AIM OF THE TASK: Carry on the abstract below about androgen receptor signaling and premature senescence in dermal papilla cells, starting after its final sentence.

SOURCE PASSAGE:
* * * * * * * * *
AR Accelerates Premature Senescence of Human DP Cells in Association with DNA Damage

[IDW2BB]

http://www.ncbi.nlm.nih.gov/pmc/articles/PMC3828374/


Abstract

The dermal papilla, located in the hair follicle, expresses androgen receptor and plays an important role in hair growth. Androgen/Androgen receptor actions have been implicated in the pathogenesis of androgenetic alopecia, but the exact mechanism is not well known. Recent studies suggest that balding dermal papilla cells exhibit premature senescence, upregulation of p16INK4a, and nuclear expression of DNA damage markers. To investigate whether androgen/AR signaling influences the premature senescence of dermal papilla cells, we first compared frontal scalp dermal papilla cells of androgenetic alopecia patients with matched normal controls and observed that premature senescence is more prominent in the dermal papilla cells of androgenetic alopecia patients. Exposure of androgen induced premature senescence in dermal papilla cells from non-balding frontal and transitional zone of balding scalp follicles but not in beard follicles. Overexpression of the AR promoted androgen-induced premature senescence in association with p16INK4a upregulation, whereas knockdown of the androgen receptor diminished the effects of androgen. An analysis of γ-H2AX expression in response to androgen/androgen receptor signaling suggested that DNA damage contributes to androgen/androgen receptor-accelerated premature senescence. These results define androgen/androgen receptor signaling as an accelerator of premature senescence in dermal papilla cells and suggest that the androgen/androgen receptor-mediated DNA damage-p16INK4a axis is a potential therapeutic target in the treatment of androgenetic alopecia.
* * * * * * * * *
SUPPLIED MATERIAL:
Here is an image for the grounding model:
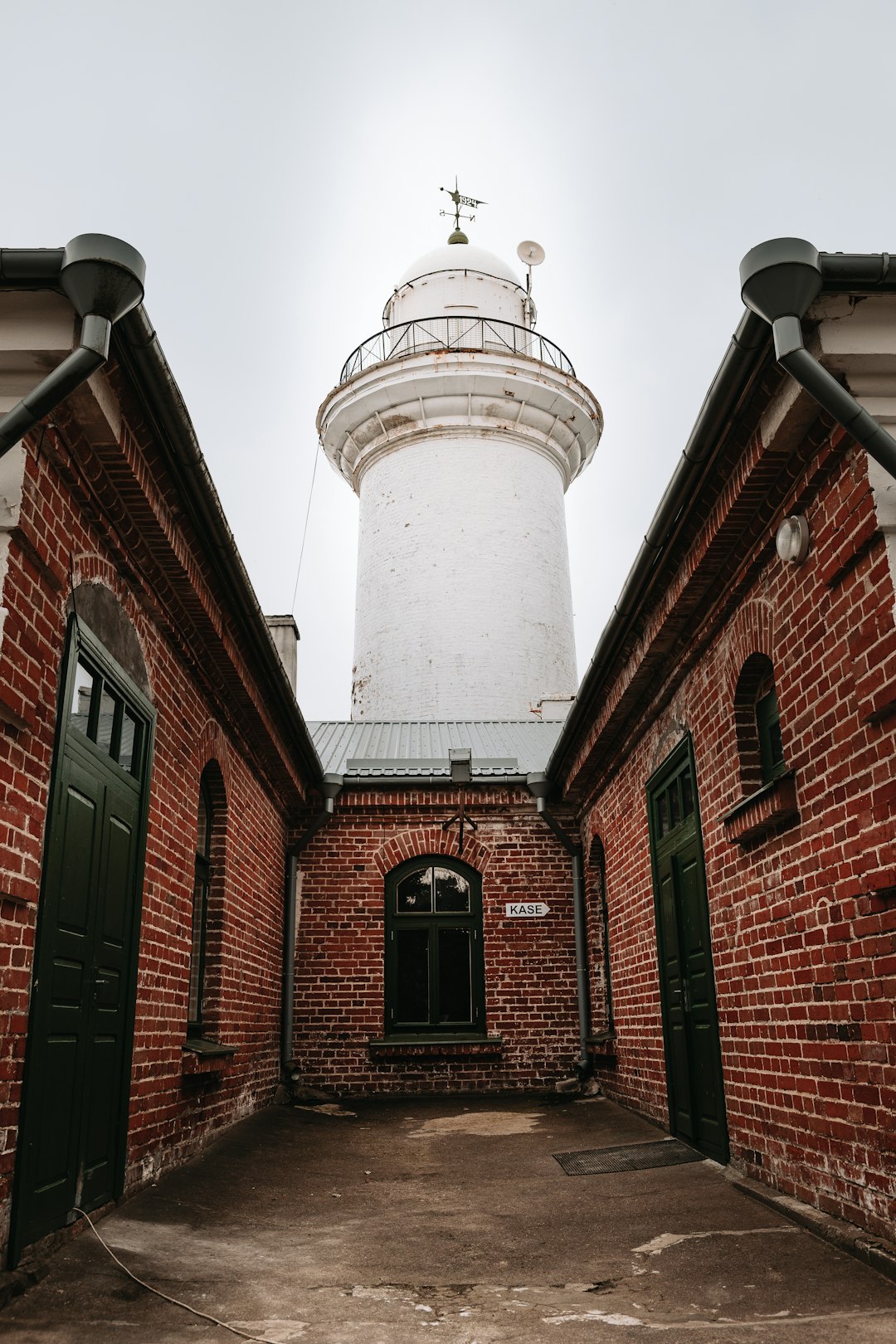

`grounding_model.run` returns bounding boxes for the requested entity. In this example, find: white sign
[504,900,551,919]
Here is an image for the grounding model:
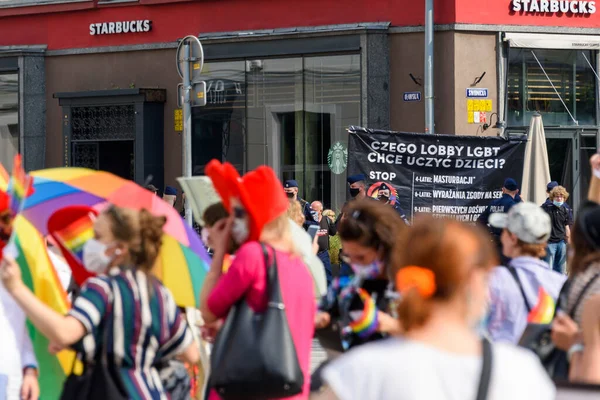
* * * * * * * * *
ANSWER:
Here, we showed a previously unidentified relationship between androgen/AR signaling and induction of premature senescence in association with DNA damage and p16INK4a upregulation in DPCs. Our study highlights the importance of androgen/AR-accelerated premature senescence in DPCs, a process that is thought to reflect irreversible cell growth arrest in the progression of Androgenetic Alopecia. The acceleration of premature senescence of DPCs by androgen/AR signaling may explain the miniaturization of hair follicles shown in Androgenetic Alopecia patients. These results provide novel impacts of androgen/AR signaling in balding DPCs and offer the potential therapeutic targets on combating for Androgenetic Alopecia.

This paper is free access

 

[bboy4]

Skimmed this. Not sure what to make of it. So androgens kill off DPCs through damaged caused by the way of ARs. So? Isn't this just the current dogma? Is the point that p16INK4a is the thing that does the damage? That if we can find a way to repress the upregulation it will prevent DNA damage to the DPC's? Meaning p16INK4a supression is another target down the DHT casscade? Would this really be any more effective than DHT inhibition? How could we supress p16INK4a? Is there a class of drugs anywhere near developed as anti-angrogens to do the job? What's your take on it?

 

[IDW2BB]

Skimmed this. Not sure what to make of it. So androgens kill off DPCs through damaged caused by the way of ARs. So? Isn't this just the current dogma? Is the point that p16INK4a is the thing that does the damage? That if we can find a way to repress the upregulation it will prevent DNA damage to the DPC's? Meaning p16INK4a supression is another target down the DHT casscade? Would this really be any more effective than DHT inhibition? How could we supress p16INK4a? Is there a class of drugs anywhere near developed as anti-angrogens to do the job? What's your take on it?

Still trying to digest this information as a stand alone and as how it fits within the current theories.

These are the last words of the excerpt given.